__Study text__:
★ ★ ★ ★

This frees up space so your brain can think about other stimuli. Take your home, for example. You may not notice the stinky dog funk because your brain sees the smell as normal and ignores it. When you come back from vacation, however, your first thought upon opening the front door might be, "Wow, Fido really needs a bath." The same thing happens with foods, especially foods that are highly consistent—which is exactly why we flock to chains like Starbucks.

To be clear, though, there's still a lot we don't know about our sense of taste, Spackman says. One thing we do know is that food preferences are highly malleable. From the moment we're born—and possibly even before—a complex set of cultural, emotional, biological and even genetic factors are working to make some of us think, say, hoppy IPAs are delicious, but tarantula kabobs are not.

That means some poor souls will never like coffee—even with cream, sugar and a hefty dose of social pressure. Taste, for most of us, is a three-equation variable, Spackman says. The first variable is your physiological makeup, which is part genetics. A 2006 study found that identical twins (which come from the same egg) had more similar tastes between siblings than fraternal twin pairs (two eggs). How many taste buds you have and their sensitivity to certain chemical compounds also varies from person to person. Life choices, like smoking, can alter your sense of taste, too. And even non-smokers can expect to have certain flavors dull as they age (especially, it turns out, if you're a man).

The next variable is where you grew up. From the moment you slide into this cruel world, what you're fed matters. A 2002 study found that the type of formula you're fed as an infant (soy versus dairy versus hydrolysate) helps determine which flavors of juice you'll gravitate towards years after you take your last sip. As the decades go by, cultural baggage piles on: "Humans around the world have really strong cultural taboos around food," Spackman says, which is why Americans go gaga for curdled, aged milk (cheese) but won't even think about eating most organ meats.

Finally, there's the emotional connections we form with foods. Remember that time you got food poisoning, and now whatever you ate before you started hurling is ruined for you? That's your emotional associations kicking in, Spackman says. This can work the other way, too. "Sometimes things taste better when shared with friends," she adds. Even freeze-dried chili, which you'd never eat at home, tastes downright gourmet when eaten next to a campfire.

Which brings us back to coffee. Sure, you probably (hopefully) didn't get engaged in your local coffee shop, and it probably doesn't hold a single specific wonderful memory. But it's a warm spot on a rainy day, and a blast of cool air conditioning in the heat of summer. It's where you've met up with friends a million times, and slunk to on workdays when your boss was being a jerk. And so, even though you may have hated coffee once upon a time, you now find yourself returning again and again, smiling at the barista and saying, "The usual, please."

★ ★ ★ ★

__Information given__:
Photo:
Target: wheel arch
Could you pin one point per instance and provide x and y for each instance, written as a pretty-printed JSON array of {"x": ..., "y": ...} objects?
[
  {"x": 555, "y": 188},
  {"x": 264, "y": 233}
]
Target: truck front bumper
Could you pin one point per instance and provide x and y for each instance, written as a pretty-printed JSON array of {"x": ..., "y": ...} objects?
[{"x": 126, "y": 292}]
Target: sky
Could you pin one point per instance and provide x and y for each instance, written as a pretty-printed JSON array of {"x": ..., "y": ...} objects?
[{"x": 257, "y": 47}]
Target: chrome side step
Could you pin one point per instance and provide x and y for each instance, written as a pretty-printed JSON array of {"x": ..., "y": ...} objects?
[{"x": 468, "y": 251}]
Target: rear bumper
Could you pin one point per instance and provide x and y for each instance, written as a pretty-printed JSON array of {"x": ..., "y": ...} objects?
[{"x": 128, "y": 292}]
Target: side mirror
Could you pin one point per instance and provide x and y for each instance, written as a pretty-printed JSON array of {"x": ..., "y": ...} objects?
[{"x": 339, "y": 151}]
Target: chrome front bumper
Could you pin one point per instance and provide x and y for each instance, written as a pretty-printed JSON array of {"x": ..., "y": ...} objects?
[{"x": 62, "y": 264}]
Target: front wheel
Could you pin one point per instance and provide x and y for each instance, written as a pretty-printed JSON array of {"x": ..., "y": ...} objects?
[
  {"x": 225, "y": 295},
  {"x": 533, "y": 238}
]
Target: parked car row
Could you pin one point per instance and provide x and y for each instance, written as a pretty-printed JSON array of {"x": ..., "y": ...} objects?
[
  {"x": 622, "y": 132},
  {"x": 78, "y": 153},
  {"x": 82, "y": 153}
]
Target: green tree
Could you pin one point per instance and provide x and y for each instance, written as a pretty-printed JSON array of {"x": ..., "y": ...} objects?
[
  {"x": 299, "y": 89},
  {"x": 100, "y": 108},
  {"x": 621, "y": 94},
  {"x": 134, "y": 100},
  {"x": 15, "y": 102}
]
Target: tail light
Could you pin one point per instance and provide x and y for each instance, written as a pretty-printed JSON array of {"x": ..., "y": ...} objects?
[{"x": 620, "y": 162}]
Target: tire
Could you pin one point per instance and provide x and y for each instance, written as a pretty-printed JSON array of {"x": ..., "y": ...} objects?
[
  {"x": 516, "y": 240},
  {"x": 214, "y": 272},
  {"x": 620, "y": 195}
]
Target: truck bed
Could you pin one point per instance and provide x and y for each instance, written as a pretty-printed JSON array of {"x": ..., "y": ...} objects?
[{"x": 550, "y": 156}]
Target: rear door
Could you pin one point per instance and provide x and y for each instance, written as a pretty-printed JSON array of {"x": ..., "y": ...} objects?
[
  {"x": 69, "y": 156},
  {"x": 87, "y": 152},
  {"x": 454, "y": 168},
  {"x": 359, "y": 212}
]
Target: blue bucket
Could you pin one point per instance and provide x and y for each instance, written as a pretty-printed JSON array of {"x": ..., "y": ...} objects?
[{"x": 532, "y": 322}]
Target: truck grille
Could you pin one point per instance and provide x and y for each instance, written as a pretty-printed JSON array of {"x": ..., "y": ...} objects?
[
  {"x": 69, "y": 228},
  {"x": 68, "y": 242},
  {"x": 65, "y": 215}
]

★ ★ ★ ★

__Assignment A__:
Answer these questions from the passage on taste, one line per answer:
(i) Which twins had more similar tastes in the 2006 study?
(ii) Which three kinds of infant formula does the 2002 study compare?
(iii) Which food tastes downright gourmet when eaten next to a campfire?
__Assignment B__: Name every variable of taste that the passage on taste lists.
__Assignment C__: Reproduce the passage on taste word for word, between "This frees up" and "chains like Starbucks.", inclusive.

__Task output A__:
(i) Identical twins, compared with fraternal twin pairs.
(ii) Soy, dairy and hydrolysate.
(iii) Freeze-dried chili.

__Task output B__:
- Your physiological makeup, which is part genetics
- Where you grew up
- The emotional connections you form with foods

__Task output C__:
This frees up space so your brain can think about other stimuli. Take your home, for example. You may not notice the stinky dog funk because your brain sees the smell as normal and ignores it. When you come back from vacation, however, your first thought upon opening the front door might be, "Wow, Fido really needs a bath." The same thing happens with foods, especially foods that are highly consistent—which is exactly why we flock to chains like Starbucks.